--- Information shown ---
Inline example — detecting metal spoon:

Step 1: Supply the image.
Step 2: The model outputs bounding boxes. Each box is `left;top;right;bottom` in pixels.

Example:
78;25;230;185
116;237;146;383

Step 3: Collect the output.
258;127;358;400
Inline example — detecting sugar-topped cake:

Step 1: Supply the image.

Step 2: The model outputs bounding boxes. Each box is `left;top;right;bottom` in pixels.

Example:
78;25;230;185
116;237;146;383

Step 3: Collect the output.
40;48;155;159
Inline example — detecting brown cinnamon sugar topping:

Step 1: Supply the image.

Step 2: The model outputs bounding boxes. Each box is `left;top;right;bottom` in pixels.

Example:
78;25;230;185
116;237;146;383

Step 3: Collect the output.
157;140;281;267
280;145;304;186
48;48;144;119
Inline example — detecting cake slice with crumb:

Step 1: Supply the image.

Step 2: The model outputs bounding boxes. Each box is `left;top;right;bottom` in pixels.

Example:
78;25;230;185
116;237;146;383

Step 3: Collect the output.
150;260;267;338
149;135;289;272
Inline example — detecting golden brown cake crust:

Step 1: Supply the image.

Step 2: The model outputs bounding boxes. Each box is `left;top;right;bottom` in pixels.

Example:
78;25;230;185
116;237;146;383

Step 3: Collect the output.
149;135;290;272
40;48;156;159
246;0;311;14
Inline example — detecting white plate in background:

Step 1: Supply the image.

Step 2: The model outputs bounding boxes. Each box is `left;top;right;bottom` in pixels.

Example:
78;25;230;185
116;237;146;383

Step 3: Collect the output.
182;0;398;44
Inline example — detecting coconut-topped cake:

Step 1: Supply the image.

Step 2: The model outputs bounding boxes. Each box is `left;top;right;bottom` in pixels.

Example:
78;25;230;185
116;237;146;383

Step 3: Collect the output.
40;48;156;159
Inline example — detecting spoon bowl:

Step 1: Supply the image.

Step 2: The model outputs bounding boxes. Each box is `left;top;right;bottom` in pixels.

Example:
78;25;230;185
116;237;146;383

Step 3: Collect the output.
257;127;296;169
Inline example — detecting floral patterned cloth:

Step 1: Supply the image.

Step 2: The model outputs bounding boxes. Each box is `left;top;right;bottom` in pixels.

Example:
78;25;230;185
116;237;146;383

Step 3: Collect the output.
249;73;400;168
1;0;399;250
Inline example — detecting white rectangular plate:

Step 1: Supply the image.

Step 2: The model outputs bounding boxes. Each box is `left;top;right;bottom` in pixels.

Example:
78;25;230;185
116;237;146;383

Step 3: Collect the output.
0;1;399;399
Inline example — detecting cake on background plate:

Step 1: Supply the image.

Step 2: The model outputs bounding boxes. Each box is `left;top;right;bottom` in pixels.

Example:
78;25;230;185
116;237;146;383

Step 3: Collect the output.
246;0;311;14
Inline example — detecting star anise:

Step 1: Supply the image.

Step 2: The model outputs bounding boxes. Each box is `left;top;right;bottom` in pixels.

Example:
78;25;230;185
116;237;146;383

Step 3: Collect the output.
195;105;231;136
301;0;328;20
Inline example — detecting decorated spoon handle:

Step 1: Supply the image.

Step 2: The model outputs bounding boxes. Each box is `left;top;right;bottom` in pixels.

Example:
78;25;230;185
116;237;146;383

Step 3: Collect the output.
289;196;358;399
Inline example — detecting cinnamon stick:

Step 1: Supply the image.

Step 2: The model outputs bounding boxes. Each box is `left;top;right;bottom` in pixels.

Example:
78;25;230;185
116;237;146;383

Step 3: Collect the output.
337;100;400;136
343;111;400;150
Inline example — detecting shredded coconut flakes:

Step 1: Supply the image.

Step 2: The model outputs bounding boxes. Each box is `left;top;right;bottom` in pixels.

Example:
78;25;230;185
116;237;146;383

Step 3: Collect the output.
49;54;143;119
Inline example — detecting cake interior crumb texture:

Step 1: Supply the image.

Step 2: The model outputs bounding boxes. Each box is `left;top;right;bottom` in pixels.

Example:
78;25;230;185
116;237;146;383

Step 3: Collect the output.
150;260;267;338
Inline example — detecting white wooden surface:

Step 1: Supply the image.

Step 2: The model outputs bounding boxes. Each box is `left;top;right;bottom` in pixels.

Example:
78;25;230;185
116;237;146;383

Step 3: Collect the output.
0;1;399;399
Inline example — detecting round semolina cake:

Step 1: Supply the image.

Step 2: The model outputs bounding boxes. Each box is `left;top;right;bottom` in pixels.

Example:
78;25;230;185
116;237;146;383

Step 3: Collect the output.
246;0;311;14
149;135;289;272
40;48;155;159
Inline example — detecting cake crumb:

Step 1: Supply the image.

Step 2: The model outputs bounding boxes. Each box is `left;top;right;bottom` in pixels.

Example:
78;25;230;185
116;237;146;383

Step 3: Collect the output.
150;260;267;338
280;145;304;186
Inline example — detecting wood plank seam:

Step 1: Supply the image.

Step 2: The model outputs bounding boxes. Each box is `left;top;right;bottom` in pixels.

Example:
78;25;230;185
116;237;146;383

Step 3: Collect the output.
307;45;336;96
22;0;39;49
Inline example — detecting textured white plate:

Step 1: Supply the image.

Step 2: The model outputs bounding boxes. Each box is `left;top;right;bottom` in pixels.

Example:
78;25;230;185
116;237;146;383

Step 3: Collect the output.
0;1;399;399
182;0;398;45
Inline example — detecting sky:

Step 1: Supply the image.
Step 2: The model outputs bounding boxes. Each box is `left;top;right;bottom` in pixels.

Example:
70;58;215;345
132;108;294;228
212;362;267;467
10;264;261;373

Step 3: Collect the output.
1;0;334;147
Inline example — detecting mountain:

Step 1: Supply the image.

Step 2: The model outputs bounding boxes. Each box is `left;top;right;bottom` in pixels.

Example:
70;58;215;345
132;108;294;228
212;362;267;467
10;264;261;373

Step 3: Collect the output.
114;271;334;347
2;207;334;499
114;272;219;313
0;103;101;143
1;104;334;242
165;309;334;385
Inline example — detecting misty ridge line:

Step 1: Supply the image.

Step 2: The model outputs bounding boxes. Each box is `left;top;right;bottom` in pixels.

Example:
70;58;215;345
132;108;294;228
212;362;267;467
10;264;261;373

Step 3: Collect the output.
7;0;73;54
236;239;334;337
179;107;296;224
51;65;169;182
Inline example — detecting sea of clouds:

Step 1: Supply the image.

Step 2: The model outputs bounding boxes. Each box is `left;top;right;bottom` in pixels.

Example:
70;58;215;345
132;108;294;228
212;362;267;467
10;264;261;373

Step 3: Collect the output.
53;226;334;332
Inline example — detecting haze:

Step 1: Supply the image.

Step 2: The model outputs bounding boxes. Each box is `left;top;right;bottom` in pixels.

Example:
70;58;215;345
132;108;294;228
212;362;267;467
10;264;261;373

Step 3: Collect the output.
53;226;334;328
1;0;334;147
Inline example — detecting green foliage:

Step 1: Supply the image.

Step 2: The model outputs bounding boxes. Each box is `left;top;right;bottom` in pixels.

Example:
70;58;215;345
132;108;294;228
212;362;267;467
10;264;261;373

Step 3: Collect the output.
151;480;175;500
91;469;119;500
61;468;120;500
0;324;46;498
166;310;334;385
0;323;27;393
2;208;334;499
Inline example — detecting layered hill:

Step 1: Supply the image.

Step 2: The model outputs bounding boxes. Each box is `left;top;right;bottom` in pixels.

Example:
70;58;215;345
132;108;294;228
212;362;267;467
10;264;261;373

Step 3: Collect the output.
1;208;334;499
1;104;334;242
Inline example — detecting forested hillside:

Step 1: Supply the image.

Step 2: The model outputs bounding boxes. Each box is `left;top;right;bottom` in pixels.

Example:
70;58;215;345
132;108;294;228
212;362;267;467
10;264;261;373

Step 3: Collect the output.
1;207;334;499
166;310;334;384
---
**About this exercise:** Return all the lines above exactly as given.

**Answer for the task:**
Inline example — detecting metal spoon:

Step 1: Supply the image.
Step 2: The model outputs bounding boxes. Each box is `left;top;right;bottom` in pixels.

Example:
78;25;230;185
116;237;146;383

Step 3: Collect the output.
258;127;358;400
Inline example — detecting sugar-topped cake:

Step 1: Supply the image.

Step 2: The model outputs bounding boxes. Each box is `left;top;right;bottom` in pixels.

Example:
78;25;230;185
116;237;146;383

Step 3: Collect the output.
40;48;155;159
Inline example — detecting brown cinnamon sugar topping:

Step 1: Supply the image.

Step 2: The model outputs bounding boxes. Each box is `left;top;right;bottom` in pixels.

Example:
78;25;230;185
116;237;146;383

Step 3: Collect the output.
157;140;281;267
280;145;304;186
48;48;144;119
Inline example — detecting cake slice with crumb:

Step 1: Supply the image.

Step 2: The model outputs bounding boxes. Each box is `left;top;right;bottom` in pixels.

Example:
78;25;230;185
116;237;146;383

Step 3: Collect the output.
150;260;267;338
149;135;289;272
Inline example — detecting golden brown cake crust:

Step 1: Supply the image.

Step 2: The model outputs bounding boxes. Each box is `left;top;right;bottom` in pixels.

Example:
78;25;230;185
116;237;146;383

Step 3: Collect the output.
149;135;290;272
40;48;156;159
246;0;311;14
Inline example — detecting white plate in background:

Step 1: Supply the image.

Step 2: The model outputs bounding boxes. Each box is `left;top;right;bottom` in pixels.

Example:
78;25;230;185
116;237;146;383

Step 3: Collect the output.
182;0;398;44
Inline example — detecting coconut-topped cake:

Step 1: Supply the image.

Step 2: The model outputs bounding boxes. Each box is `left;top;right;bottom` in pixels.

Example:
78;25;230;185
116;237;146;383

Step 3: Collect the output.
40;48;156;159
Inline example — detecting spoon bowl:

Step 1: Supply the image.

Step 2: The model outputs bounding boxes. Each box is `left;top;right;bottom` in pixels.

Example:
78;25;230;185
116;237;146;383

Step 3: Collect the output.
257;127;296;169
Inline example — detecting floral patterned cloth:

Step 1: Supply the image.

Step 2: The model outputs bounding boxes. Each box is `left;top;right;bottom` in pixels.

Example:
78;25;230;185
116;237;146;383

Step 3: Collect the output.
249;73;400;168
1;0;399;250
Inline example — detecting white rectangular plate:

Step 1: Supply the image.

Step 2: The model outputs bounding boxes. Each box is `left;top;right;bottom` in pixels.

Example:
78;25;230;185
116;237;146;383

Step 3: Collect the output.
0;1;399;399
Inline example — detecting cake on background plate:

Step 1: Supply the image.

Step 2: The model outputs bounding boxes. Each box is `left;top;right;bottom` in pixels.

Example:
78;25;230;185
116;237;146;383

Step 3: Collect the output.
246;0;311;14
Inline example — detecting star anise:

Step 1: Supply the image.

Step 2: The model outputs bounding boxes. Each box is `left;top;right;bottom` in pixels.

Example:
78;25;230;185
116;237;146;383

Step 3: Collect the output.
195;105;231;136
301;0;328;20
Inline example — detecting decorated spoon handle:

Step 1: Supply the image.

Step 2: The model outputs bounding boxes. Each box is `left;top;right;bottom` in pixels.

Example:
78;25;230;185
116;237;146;383

Step 3: Collect the output.
289;196;358;399
Inline example — detecting cinnamon stick:

Step 1: Supply the image.

Step 2: The model outputs bounding boxes. Each box is `left;top;right;bottom` in pixels.

Example:
78;25;230;185
116;237;146;383

Step 3: Collect the output.
337;100;400;136
343;111;400;150
Inline example — detecting shredded coconut flakes:

Step 1: Supply the image.

Step 2: The model outputs bounding boxes. Each box is `left;top;right;bottom` in pixels.

Example:
78;25;230;185
116;237;146;383

Step 3: Collect the output.
49;54;143;119
Inline example — detecting cake interior crumb texture:

Step 1: Supply the image.

Step 2: The model outputs bounding boxes. Each box is `left;top;right;bottom` in pixels.

Example:
78;25;230;185
116;237;146;383

Step 3: Collect the output.
150;260;267;338
Inline example — detecting white wooden surface:

Step 1: Supply the image.

Step 2: The model outputs bounding boxes. Each box is `left;top;right;bottom` in pixels.

Example:
78;25;230;185
116;237;146;383

Step 3: Collect the output.
0;1;399;399
Inline example — detecting round semolina cake:

Step 1: Supply the image.

Step 2: The model outputs bounding boxes. Each box is `left;top;right;bottom` in pixels.

Example:
78;25;230;185
116;237;146;383

Step 3: Collect the output.
246;0;311;14
149;135;289;272
40;48;155;159
Inline example — detecting cake crumb:

Step 1: Supply the image.

Step 2: The model outputs bounding boxes. Each box is `left;top;right;bottom` in pixels.

Example:
78;25;230;185
116;237;146;383

Step 3: Collect the output.
150;260;267;338
280;145;304;186
Inline example — detecting wood plank seam:

Step 1: Supply the image.

Step 2: The model outputs bounding boxes. Each box is `left;top;right;bottom` in pixels.

Example:
78;25;230;185
116;237;146;383

Step 3: Collect the output.
307;45;336;96
22;0;39;49
Inline example — detecting textured white plate:

Step 1: Supply the image.

Step 2: The model outputs bounding boxes. Each box is `left;top;right;bottom` in pixels.

Example:
78;25;230;185
116;237;146;383

Step 3: Collect the output.
0;1;399;399
182;0;398;45
Inline example — detecting sky:

Step 1: Supply the image.
Step 2: The model outputs bounding boxes. Each box is `left;top;right;bottom` in pixels.

Example:
70;58;215;345
132;108;294;228
212;362;267;467
10;264;261;373

Step 3: Collect the output.
1;0;334;147
Inline example — detecting mountain:

Step 1: Supply the image.

Step 2: The model outputs bounding boxes. Each box is `left;top;right;bottom` in pixels.

Example:
70;58;215;345
132;108;294;228
212;362;267;467
10;264;261;373

Step 3: Collect the output.
114;271;334;347
2;207;334;499
114;272;219;313
0;103;101;143
1;104;334;242
165;309;334;385
Inline example — detecting misty ridge line:

Step 1: Supply the image.

Step 2: The model outputs bounding boxes. Each box is `left;top;right;bottom` in pixels.

Example:
70;58;215;345
132;108;294;228
212;362;267;467
10;264;261;373

Step 3: Collect the output.
7;0;73;54
236;239;334;337
179;107;296;224
51;65;169;182
Inline example — detecting sea of clouds:

Step 1: Supply the image.

Step 2: The model outputs bounding boxes. Each box is `left;top;right;bottom` in pixels.

Example:
70;58;215;345
132;108;294;228
212;362;267;467
10;264;261;373

Step 3: Collect the output.
53;226;334;332
Inline example — detecting haze:

Step 1: Supply the image.

Step 2: The model outputs bounding boxes. Each box is `left;top;right;bottom` in pixels.

Example:
70;58;215;345
132;108;294;228
212;362;267;467
10;264;261;373

Step 3: Collect the output.
53;226;334;328
1;0;334;147
Inline example — detecting green foliage:

Step 1: Supply the image.

Step 2: The model outputs bounding boxes. Each box is `left;top;right;bottom` in pixels.

Example:
70;58;215;345
132;108;294;228
212;362;267;467
10;264;261;373

Step 3: Collect the output.
151;480;175;500
91;469;119;500
61;468;120;500
0;324;46;498
166;310;334;385
0;323;27;393
2;208;334;499
Inline example — detecting layered hill:

Step 1: Supply the image.

Step 2: The model outputs bounding boxes. Each box is `left;top;right;bottom` in pixels.

Example:
70;58;215;345
132;108;294;228
212;362;267;467
10;264;261;373

Step 3: Collect the output.
1;208;334;499
1;104;334;242
Inline example — detecting forested hillside:

Step 1: Supply the image.

Step 2: The model outputs bounding boxes. Each box is `left;top;right;bottom` in pixels.

Example:
70;58;215;345
132;108;294;228
212;362;267;467
10;264;261;373

Step 3: Collect the output.
1;207;334;499
166;310;334;384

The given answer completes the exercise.